Bury Tour Guide John Saunders shows festival goers the solar sundial in the Cathedral precincts during the Time on Your Hands festival walk (2094366)
Bury Tour Guide John Saunders shows festival goers the solar sundial in the Cathedral precincts during the Time on Your Hands festival walk (2094366)

BURY FESTIVAL REVIEW: Sundials, clocks and a drinking fountain plus Bury's fascinating history were brought to life during the Time on Your Hands festival walk.

Written by tour guide John Saunders this gave a new and refreshing look at the town and its timepieces.

The walk is one of three newly created tours during the festival offered by the Bury St Edmunds Association of Registered Tour Guides.

We started at Angel Corner, the original home of the town's Gershom Parkington Clock Collection, now on show at Moyse's Hall Museum.

Walking us through the wide range of timepieces we learned that time varies from solar time to GMT and Bury time - three minutes ahead of GMT and created by the Bury curve, outlined at the drinking fountain in the Abbey Gardens.

→ **Stated problem**
Reproduce word for word the part of the Bury festival walk review between "Written by tour" and "Moyse's Hall Museum.", inclusive.

→ **Record extracts**
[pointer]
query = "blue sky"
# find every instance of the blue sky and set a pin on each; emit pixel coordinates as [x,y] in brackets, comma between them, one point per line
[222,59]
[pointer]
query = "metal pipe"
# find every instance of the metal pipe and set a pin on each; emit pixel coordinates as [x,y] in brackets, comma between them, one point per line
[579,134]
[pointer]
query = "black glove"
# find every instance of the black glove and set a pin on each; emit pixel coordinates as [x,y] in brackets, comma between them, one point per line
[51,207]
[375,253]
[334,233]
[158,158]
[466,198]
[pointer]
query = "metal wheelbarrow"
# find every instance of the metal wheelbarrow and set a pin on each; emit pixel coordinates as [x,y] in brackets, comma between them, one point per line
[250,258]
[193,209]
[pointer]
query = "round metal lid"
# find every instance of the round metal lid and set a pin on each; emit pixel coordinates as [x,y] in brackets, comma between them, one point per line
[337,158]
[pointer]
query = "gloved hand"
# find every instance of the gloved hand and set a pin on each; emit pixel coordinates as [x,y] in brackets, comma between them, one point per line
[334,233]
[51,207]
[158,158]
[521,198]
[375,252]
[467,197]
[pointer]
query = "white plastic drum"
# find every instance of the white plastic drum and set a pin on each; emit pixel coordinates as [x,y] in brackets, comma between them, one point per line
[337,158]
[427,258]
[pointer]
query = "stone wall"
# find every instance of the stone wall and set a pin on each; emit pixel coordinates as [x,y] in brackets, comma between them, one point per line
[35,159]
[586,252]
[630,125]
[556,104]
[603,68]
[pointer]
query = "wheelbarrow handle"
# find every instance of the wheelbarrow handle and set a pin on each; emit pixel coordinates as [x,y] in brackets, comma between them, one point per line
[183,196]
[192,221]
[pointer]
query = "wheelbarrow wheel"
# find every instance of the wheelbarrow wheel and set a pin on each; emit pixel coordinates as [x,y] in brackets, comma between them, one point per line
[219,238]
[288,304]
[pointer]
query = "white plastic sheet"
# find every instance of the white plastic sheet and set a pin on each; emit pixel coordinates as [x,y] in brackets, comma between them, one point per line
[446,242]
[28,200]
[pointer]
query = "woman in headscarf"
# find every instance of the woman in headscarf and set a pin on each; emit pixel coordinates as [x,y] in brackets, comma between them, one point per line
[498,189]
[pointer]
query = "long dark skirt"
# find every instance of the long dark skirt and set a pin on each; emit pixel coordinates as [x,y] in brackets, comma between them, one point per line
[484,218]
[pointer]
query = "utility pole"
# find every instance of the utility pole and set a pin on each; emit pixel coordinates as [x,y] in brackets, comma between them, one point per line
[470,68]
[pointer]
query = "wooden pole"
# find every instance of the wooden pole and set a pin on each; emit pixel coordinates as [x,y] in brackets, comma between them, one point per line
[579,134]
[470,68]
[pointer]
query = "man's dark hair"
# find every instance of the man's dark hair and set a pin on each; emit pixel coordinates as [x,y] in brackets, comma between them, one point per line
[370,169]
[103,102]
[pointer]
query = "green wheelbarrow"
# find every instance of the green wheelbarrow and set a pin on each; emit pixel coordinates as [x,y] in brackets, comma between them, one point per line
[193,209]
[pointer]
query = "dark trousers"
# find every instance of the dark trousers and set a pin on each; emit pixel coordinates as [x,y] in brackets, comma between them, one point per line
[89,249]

→ **Task result**
Written by tour guide John Saunders this gave a new and refreshing look at the town and its timepieces.

The walk is one of three newly created tours during the festival offered by the Bury St Edmunds Association of Registered Tour Guides.

We started at Angel Corner, the original home of the town's Gershom Parkington Clock Collection, now on show at Moyse's Hall Museum.